=== Source excerpt ===

Sunday, August 2, 2009

I'll Admit It.

If it’s time for me to start being brutally (and I mean, brutally) honest with myself, then honesty comes with a continental lemon, salt and a lofty price. The kind of price higher than any Anthropologie label hand-sewn dress all patch-worked together somewhere in the back of the store under the piano music and above the Indian floor cushions. The kind of price that today made me stare into the beautiful displays of clean white paper and plastic sculptured into a pristine, indoor, oil-heated winter and want only to lay in the display of fake snowballs and never get up again. I did lay in it. I laid in it and wondered why they would put out winter-related displays in August. I laid in it for what felt like hours, which in truth was about the time it took for my mother to purchase an overpriced sweater and the clothing store-bouncer to ask me what did I think I was doing, crushing someone’s artwork? My Mom pulled me up and rolled her eyes at me, motioning for me to follow her out the door. We walked out onto West Broadway and she told me I was being a dumbass. People take internships to create displays like that. I told her it sounds like they’re the dumbass for paying money to play with paper, then thought better because really, that’s what we’re all doing. Also it's Summer, I told her, it's their fault for having the wrong season indoors. You need to go visit your friends or something, she told me. Get out and have fun: I’m sick of you just going places and…laying on things. I texted Ana that night and she told me she was planning on visiting a friend in South Jersey; maybe it would be good for me to get out.

Saturday, July 25, 2009

Friday, July 24, 2009

He Has Something In Common With Computers:

I cut, and then pasted these words into this box. In regards to my him and my life, he did these things backward.

Tuesday, July 21, 2009

Blog Things?

I was asked, once, by my roommate why anyone would want a Facebook account, a Twitter or a Blog. I told her everyone wants to know everything about each other, plain and simple. She told me that wasn’t true, not everyone wants to know everything about another person. Especially if they like the person. I thought of the social world outside of computers and realized she was right. I tried to reason with myself and figure a better answer to tell her, that well, maybe everyone just wanted to be able to keep tabs on each other, check up on each other. But even then, the pool of reasoning seemed shallow. I doubted emotions had much to do with anything. Thinking about it now, I wonder if it is less about us each wanting to grab hold of each other’s information and more about us each individually trying to reach out to one another.

=== Extracted data ===

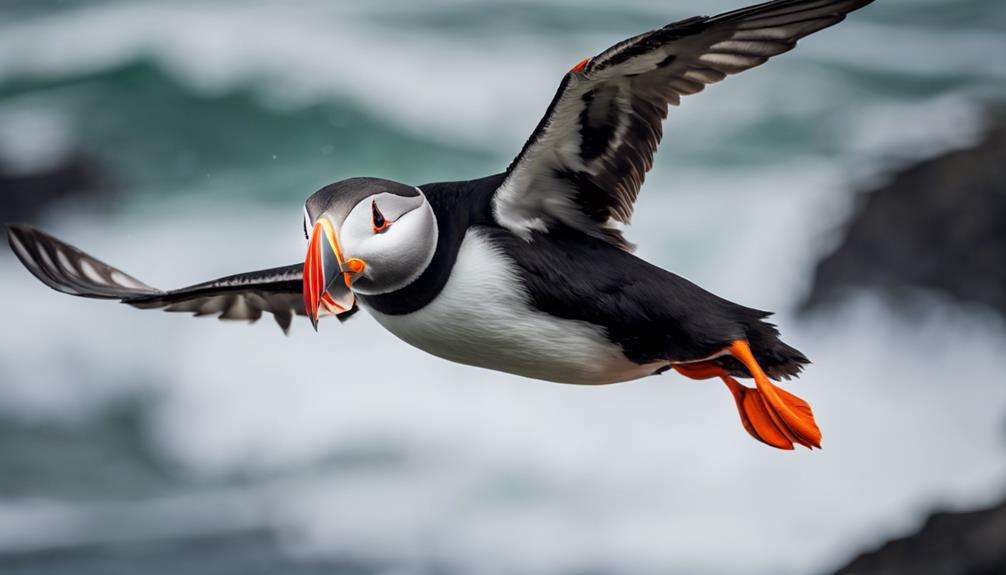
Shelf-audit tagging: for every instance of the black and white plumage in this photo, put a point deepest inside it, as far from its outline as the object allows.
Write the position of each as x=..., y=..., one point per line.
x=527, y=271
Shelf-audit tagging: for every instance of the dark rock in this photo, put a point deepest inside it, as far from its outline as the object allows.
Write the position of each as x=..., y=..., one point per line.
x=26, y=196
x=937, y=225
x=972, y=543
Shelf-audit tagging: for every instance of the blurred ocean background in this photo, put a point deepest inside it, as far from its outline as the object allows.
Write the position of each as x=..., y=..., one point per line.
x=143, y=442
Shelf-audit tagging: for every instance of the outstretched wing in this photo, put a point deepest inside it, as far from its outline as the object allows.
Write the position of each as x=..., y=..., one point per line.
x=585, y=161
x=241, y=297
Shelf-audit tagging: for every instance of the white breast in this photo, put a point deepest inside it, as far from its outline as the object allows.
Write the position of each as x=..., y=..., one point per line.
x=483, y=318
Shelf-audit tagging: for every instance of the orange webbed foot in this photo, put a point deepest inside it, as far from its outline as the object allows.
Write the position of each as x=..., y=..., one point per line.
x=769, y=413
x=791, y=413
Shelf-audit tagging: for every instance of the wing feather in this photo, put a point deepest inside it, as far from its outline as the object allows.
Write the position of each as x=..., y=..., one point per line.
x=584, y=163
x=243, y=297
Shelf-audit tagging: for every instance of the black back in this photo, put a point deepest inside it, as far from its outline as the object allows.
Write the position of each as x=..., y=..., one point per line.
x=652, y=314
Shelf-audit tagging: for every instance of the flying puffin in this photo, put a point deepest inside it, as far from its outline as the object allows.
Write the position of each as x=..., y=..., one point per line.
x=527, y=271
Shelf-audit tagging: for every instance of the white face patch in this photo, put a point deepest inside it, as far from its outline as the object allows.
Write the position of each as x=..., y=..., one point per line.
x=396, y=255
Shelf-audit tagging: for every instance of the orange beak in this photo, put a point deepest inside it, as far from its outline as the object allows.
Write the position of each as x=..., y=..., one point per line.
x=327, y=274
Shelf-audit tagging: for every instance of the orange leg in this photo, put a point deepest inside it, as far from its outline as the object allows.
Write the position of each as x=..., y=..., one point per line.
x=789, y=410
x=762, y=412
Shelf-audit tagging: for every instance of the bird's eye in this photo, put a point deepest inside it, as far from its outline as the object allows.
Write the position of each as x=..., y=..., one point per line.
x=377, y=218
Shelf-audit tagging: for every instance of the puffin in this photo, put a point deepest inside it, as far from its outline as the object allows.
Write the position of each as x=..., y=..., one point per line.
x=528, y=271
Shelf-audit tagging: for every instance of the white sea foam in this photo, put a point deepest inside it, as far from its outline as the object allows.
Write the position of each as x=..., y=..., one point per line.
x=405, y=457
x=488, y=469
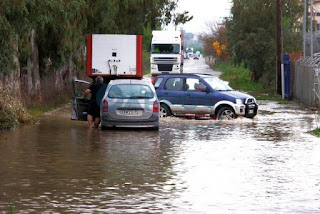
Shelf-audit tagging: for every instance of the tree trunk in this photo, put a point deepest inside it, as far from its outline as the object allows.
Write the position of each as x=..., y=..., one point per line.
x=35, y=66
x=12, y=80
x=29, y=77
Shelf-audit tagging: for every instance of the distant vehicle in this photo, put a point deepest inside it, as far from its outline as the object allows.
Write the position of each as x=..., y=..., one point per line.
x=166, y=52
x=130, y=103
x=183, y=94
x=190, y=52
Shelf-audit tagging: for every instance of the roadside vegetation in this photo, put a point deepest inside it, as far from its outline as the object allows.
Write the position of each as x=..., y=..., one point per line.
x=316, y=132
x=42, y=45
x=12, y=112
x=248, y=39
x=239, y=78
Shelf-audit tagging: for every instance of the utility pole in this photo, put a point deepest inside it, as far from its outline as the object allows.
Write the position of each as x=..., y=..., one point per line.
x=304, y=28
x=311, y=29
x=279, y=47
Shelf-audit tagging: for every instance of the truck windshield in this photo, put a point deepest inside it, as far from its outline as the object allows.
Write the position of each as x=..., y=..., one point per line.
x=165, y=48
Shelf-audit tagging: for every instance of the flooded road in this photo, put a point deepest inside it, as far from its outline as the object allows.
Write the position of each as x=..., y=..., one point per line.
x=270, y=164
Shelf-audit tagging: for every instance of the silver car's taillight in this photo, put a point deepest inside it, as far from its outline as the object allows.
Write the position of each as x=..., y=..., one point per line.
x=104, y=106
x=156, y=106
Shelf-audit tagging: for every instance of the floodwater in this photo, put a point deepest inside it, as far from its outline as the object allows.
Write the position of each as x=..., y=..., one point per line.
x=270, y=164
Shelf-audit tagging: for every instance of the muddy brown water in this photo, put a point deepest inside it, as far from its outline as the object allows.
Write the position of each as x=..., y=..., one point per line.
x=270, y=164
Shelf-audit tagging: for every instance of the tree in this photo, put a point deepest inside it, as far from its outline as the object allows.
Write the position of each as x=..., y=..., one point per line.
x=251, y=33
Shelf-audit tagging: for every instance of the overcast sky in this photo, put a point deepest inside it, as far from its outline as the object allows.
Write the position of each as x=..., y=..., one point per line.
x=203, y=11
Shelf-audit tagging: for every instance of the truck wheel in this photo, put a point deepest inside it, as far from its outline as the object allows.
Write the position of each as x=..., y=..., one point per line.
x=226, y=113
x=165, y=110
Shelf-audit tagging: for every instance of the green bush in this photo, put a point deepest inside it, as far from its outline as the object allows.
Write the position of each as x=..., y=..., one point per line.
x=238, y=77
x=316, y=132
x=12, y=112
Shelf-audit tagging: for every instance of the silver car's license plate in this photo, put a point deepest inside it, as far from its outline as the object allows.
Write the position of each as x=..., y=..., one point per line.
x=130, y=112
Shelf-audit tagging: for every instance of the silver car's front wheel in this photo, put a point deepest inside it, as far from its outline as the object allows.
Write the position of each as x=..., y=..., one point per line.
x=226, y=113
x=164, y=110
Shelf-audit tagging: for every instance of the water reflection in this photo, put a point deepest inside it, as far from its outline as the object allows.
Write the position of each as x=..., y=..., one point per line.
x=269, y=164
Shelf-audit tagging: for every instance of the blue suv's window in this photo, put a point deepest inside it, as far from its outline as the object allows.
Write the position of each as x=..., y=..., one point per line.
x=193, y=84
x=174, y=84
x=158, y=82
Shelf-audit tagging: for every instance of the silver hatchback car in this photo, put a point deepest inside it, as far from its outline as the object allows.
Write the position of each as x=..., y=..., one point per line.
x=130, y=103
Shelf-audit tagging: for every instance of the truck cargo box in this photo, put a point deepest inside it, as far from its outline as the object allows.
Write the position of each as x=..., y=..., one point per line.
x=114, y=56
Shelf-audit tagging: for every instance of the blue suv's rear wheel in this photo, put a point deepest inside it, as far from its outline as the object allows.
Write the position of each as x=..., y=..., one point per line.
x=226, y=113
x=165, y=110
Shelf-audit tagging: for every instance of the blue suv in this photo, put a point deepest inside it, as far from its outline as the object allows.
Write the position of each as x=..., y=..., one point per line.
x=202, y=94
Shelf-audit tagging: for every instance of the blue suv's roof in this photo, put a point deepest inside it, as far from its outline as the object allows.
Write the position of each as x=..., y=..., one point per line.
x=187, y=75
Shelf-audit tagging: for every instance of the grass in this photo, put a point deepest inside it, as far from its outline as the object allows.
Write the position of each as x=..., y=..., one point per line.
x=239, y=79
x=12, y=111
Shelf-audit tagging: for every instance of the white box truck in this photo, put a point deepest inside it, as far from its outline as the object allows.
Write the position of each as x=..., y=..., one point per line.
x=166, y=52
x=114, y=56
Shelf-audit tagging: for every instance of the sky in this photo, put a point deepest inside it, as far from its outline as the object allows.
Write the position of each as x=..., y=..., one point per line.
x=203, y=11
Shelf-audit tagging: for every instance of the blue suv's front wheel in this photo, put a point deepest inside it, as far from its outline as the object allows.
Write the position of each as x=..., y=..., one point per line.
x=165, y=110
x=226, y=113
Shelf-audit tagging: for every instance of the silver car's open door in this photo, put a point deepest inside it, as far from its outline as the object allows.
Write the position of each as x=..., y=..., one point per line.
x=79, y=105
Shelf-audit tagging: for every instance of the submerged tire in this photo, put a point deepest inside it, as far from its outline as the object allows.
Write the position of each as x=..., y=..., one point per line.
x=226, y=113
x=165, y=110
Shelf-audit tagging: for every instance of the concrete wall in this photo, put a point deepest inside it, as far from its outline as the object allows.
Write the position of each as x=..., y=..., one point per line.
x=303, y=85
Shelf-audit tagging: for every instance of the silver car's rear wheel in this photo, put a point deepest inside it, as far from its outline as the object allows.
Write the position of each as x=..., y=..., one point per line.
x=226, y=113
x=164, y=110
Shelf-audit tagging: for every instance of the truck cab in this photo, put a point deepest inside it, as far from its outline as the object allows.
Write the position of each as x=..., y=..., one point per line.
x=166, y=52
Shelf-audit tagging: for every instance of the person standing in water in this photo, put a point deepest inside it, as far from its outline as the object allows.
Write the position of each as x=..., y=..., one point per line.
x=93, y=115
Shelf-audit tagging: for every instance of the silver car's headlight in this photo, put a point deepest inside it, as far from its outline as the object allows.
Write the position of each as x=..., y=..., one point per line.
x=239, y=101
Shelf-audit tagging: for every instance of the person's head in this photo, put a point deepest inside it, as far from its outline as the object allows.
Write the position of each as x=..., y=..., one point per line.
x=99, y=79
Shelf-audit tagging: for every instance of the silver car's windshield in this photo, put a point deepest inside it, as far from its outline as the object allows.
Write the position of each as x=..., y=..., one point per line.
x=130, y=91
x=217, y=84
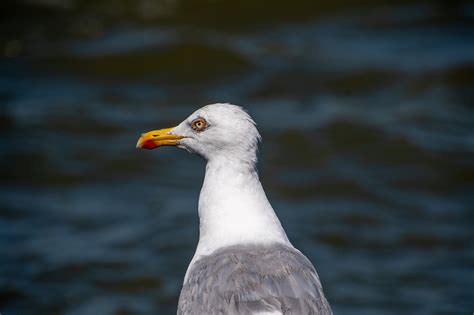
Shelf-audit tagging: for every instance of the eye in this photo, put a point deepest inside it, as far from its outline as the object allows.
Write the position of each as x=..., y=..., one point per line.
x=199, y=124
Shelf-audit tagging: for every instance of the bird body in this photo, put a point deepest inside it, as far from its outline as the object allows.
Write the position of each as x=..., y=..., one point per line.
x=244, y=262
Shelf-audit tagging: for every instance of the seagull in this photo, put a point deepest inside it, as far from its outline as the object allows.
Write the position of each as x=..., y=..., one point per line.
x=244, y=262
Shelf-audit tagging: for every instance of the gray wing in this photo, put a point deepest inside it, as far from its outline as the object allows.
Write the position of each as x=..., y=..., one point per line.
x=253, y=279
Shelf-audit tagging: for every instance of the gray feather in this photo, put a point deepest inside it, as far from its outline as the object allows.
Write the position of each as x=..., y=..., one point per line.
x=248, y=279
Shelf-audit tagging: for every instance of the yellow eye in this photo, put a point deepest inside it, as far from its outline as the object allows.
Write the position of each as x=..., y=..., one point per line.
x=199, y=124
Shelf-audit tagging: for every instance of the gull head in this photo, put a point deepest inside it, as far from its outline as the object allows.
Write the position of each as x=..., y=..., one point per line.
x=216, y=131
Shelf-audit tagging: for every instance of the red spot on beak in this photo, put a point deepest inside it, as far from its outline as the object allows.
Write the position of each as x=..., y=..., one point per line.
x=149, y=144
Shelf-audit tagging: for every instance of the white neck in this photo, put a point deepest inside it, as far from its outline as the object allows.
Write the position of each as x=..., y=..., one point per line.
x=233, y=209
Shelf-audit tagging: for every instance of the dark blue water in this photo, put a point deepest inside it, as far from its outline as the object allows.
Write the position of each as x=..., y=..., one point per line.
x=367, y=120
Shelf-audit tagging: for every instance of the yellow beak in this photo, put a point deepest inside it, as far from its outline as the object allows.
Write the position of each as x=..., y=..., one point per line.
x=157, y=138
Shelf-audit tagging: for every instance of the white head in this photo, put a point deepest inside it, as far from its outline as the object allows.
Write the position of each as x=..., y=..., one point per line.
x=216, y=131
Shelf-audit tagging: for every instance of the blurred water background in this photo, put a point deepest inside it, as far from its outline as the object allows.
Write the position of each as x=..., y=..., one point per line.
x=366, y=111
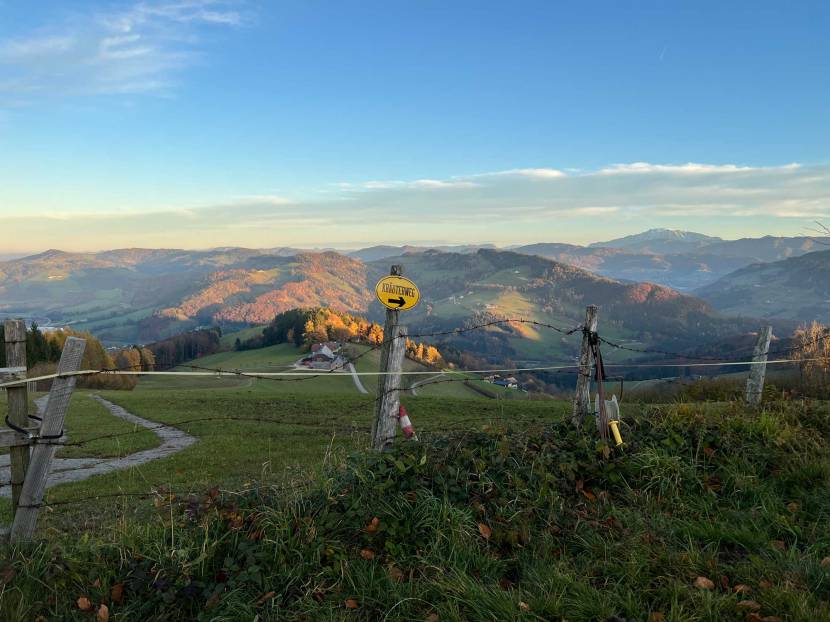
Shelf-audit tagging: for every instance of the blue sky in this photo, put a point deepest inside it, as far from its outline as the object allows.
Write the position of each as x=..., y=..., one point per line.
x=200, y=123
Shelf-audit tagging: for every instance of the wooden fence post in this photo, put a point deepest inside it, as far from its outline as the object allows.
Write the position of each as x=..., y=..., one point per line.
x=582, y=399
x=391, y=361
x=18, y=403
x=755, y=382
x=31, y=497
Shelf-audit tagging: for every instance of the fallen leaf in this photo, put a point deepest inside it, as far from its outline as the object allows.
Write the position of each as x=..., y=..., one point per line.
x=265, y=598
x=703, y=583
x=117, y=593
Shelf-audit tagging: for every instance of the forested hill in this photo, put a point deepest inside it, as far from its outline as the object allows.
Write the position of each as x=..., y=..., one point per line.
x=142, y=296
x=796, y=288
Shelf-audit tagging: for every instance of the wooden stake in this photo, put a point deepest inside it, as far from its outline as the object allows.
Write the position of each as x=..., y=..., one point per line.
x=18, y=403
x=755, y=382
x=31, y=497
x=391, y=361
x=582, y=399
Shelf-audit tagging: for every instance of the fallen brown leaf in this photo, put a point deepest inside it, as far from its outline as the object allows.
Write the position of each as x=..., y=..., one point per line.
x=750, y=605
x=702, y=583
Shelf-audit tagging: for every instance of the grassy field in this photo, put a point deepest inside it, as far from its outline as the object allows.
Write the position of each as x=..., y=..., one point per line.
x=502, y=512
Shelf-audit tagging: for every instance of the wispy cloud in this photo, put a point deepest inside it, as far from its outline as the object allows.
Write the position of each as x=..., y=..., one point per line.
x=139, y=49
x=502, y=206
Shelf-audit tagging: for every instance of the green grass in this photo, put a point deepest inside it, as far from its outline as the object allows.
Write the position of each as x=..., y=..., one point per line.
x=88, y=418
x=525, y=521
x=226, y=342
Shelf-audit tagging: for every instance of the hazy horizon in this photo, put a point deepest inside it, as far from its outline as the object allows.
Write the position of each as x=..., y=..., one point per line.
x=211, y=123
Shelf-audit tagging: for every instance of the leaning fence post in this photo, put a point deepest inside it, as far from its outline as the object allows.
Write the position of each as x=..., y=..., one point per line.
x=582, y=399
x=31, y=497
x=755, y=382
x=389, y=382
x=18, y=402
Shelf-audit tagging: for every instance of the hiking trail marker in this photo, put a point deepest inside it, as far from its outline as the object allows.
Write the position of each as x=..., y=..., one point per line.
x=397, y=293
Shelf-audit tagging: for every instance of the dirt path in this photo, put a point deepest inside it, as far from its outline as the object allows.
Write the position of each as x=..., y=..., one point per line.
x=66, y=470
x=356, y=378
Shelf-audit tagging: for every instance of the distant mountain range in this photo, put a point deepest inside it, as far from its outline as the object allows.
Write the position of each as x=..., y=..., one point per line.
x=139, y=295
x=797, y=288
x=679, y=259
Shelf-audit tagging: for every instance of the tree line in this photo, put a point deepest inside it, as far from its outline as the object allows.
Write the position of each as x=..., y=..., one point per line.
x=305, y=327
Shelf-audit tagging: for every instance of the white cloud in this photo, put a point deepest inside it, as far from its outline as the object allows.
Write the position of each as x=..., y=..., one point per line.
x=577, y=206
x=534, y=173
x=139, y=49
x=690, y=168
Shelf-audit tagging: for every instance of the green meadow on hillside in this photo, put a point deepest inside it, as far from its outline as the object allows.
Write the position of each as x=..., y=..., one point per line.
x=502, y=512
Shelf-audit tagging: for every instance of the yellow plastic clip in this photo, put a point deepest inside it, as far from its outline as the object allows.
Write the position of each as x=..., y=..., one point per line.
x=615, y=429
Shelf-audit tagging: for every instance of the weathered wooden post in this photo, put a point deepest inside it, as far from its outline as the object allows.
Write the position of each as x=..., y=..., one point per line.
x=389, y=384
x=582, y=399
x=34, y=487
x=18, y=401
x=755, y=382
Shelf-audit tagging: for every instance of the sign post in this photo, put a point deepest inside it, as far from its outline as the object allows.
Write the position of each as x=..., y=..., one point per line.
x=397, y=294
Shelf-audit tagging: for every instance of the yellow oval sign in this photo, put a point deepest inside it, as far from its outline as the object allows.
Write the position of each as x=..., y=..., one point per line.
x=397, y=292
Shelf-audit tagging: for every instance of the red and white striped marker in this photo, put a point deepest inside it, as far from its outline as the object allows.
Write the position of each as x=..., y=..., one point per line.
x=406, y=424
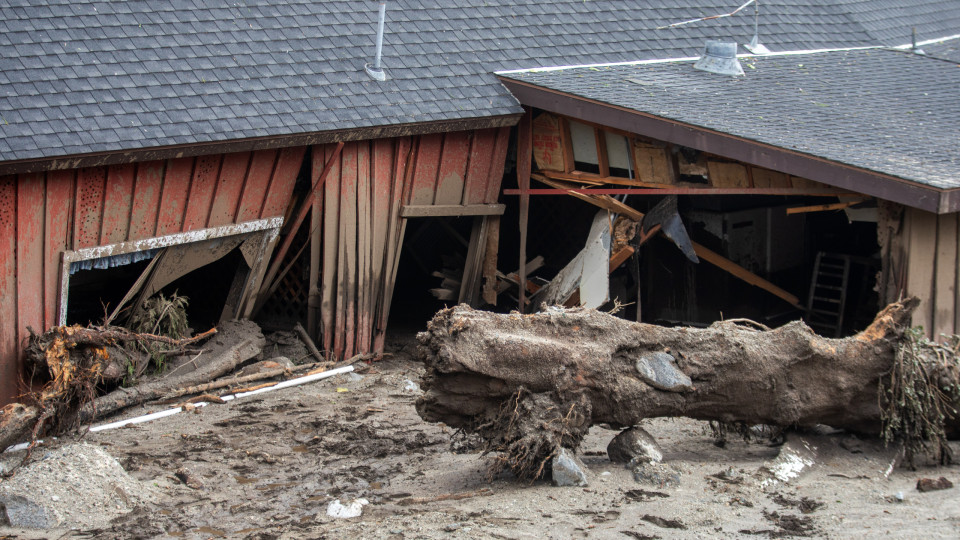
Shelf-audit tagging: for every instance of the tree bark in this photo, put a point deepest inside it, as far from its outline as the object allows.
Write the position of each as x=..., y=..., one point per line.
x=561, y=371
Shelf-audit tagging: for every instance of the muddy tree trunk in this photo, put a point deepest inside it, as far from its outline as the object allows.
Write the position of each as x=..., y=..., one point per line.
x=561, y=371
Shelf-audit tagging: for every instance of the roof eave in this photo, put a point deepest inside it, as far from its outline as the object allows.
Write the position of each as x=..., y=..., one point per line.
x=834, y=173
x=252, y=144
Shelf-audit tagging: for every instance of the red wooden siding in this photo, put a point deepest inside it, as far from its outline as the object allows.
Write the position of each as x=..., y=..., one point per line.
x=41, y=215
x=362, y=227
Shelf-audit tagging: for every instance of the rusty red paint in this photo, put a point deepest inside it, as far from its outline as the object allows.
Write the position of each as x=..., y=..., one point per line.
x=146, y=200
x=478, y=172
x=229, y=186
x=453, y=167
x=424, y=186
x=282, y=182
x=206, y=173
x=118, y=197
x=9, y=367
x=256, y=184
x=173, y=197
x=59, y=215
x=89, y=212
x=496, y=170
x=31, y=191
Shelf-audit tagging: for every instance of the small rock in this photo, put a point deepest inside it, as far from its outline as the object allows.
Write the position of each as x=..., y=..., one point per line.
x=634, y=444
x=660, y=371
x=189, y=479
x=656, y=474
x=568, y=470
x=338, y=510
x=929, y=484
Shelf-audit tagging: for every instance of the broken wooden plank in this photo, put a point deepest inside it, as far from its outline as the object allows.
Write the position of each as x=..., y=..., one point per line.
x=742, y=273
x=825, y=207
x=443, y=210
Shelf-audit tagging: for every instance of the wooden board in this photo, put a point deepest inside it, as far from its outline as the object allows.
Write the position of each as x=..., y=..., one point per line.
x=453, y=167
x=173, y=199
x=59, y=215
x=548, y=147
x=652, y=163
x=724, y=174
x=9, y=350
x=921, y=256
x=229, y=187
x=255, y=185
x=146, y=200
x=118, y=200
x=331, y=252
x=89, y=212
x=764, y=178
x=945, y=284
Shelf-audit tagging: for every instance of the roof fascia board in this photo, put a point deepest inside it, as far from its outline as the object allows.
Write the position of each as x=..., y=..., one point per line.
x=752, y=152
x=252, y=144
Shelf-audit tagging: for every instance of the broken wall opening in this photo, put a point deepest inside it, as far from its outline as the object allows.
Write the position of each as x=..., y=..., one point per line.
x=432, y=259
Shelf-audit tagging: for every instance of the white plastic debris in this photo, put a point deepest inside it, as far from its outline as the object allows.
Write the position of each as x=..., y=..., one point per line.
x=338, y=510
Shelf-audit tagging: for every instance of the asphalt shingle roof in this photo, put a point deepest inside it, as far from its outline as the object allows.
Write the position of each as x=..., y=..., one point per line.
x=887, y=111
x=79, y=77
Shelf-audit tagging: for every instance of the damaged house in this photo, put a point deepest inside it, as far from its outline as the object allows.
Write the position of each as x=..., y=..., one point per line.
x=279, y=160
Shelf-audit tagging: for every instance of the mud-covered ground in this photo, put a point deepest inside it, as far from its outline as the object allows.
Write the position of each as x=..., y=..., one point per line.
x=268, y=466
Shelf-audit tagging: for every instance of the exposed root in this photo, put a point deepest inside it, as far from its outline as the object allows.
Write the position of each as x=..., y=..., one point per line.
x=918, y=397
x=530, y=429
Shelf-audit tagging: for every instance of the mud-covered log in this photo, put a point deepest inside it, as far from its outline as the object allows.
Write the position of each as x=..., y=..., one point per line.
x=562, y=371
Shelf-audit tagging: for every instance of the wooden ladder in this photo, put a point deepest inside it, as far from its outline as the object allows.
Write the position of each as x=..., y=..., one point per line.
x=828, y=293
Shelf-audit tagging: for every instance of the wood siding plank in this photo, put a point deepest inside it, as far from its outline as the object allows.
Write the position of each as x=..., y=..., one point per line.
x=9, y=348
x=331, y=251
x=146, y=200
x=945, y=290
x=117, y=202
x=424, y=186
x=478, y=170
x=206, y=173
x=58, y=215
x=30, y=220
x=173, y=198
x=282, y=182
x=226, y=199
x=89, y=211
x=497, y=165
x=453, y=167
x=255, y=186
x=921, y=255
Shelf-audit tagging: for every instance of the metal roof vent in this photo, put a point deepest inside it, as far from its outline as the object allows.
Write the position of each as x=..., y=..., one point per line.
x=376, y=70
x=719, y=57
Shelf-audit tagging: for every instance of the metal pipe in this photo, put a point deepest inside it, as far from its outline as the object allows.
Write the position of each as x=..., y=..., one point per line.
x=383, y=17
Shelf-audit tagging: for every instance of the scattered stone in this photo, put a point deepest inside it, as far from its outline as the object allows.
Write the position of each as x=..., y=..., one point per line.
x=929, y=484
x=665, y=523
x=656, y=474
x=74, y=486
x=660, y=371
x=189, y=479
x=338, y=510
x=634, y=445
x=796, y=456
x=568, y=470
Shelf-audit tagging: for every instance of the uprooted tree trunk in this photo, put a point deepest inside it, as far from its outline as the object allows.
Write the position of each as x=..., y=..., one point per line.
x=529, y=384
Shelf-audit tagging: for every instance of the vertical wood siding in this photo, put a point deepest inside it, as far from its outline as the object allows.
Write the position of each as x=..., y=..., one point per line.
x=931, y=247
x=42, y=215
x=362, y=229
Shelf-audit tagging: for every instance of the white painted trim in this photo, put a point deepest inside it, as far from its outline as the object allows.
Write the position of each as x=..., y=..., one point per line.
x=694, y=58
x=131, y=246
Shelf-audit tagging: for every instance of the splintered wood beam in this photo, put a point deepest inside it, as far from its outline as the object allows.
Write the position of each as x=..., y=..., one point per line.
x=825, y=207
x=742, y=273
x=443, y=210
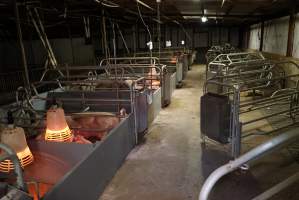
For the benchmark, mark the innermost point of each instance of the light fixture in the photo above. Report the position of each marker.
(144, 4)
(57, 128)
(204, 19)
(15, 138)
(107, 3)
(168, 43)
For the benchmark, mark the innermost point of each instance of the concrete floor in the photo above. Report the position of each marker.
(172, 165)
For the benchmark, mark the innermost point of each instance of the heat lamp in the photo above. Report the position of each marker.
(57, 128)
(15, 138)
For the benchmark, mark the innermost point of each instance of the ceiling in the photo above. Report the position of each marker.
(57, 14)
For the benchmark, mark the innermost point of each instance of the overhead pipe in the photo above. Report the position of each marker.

===

→ Tasks and exercises
1) Can you copy the blog excerpt word for word, starting at "Blog Things?" and ending at "to one another."?
2) What does the blog excerpt say on each of these points?
(a) What street did the narrator and the mother walk out onto after leaving the store?
(b) Whom did the narrator text that night?
(c) Who asked the narrator why anyone would want a Facebook account, a Twitter or a Blog?

→ List of solutions
1)
Blog Things?

I was asked, once, by my roommate why anyone would want a Facebook account, a Twitter or a Blog. I told her everyone wants to know everything about each other, plain and simple. She told me that wasn’t true, not everyone wants to know everything about another person. Especially if they like the person. I thought of the social world outside of computers and realized she was right. I tried to reason with myself and figure a better answer to tell her, that well, maybe everyone just wanted to be able to keep tabs on each other, check up on each other. But even then, the pool of reasoning seemed shallow. I doubted emotions had much to do with anything. Thinking about it now, I wonder if it is less about us each wanting to grab hold of each other’s information and more about us each individually trying to reach out to one another.

2)
(a) West Broadway
(b) Ana
(c) The narrator's roommate